### TEXTO FORNECIDO
★ ★ ★ ★ ★
No Brasil, o dia 20 de novembro é mais do que uma data lembrada em escolas e espaços públicos: tornou-se um marco de reflexão profunda sobre as cicatrizes deixadas pela escravidão e pelo racismo estrutural no país. É um convite a revisitar a história, reconhecer desigualdades e valorizar a resistência do povo negro.
Em Manaus, o feriado da Consciência Negra passou a integrar oficialmente as agendas públicas estaduais e municipais, marcando a data com manifestações culturais, atividades gratuitas e ações de valorização da identidade afro-brasileira. Além da celebração, o dia reforça o reconhecimento da contribuição histórica da população negra para o Brasil, da literatura à política, dos movimentos sociais à formação cultural da Amazônia.
★ ★ ★ ★ ★
### TRECHO DA FONTE
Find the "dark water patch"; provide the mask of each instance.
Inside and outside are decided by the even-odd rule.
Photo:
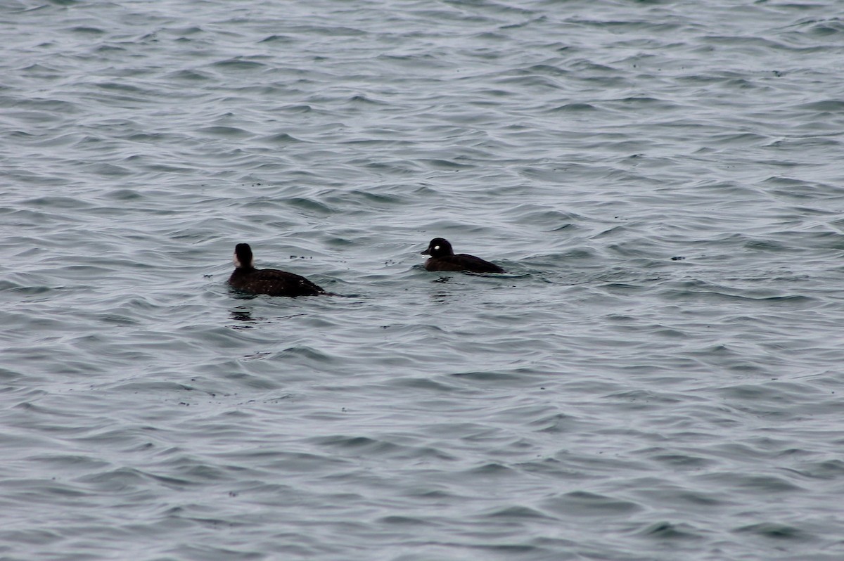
★ ★ ★ ★ ★
### TAREFAS A REALIZAR
1. De acordo com o texto sobre o Dia da Consciência Negra, em que cidade o feriado passou a integrar oficialmente as agendas públicas estaduais e municipais?
2. Prossiga com o texto sobre o Dia da Consciência Negra a partir da última frase apresentada.

### RESPOSTAS FINAIS
1. Manaus.

2.
O feriado, instituído pela Lei Federal nº 14.759/2023, marca oficialmente a data no calendário nacional e homenageia Zumbi dos Palmares, líder do Quilombo dos Palmares e símbolo da resistência negra no século XVII. A medida ampliou a visibilidade das discussões sobre racismo, políticas públicas e cultura afro-brasileira, além de impulsionar programações municipais em escolas, centros culturais e espaços comunitários.
A origem da data e seu significado
O 20 de novembro marca a morte de Zumbi dos Palmares, assassinado em 1695. A data surgiu como contraponto ao 13 de maio, dia da assinatura da Lei Áurea, considerada por movimentos negros como uma celebração limitada, por não reconhecer as lutas de resistência do povo negro ao longo dos séculos.
A aprovação do feriado nacional, em 2023, foi celebrada como vitória política e simbólica pelos movimentos negros.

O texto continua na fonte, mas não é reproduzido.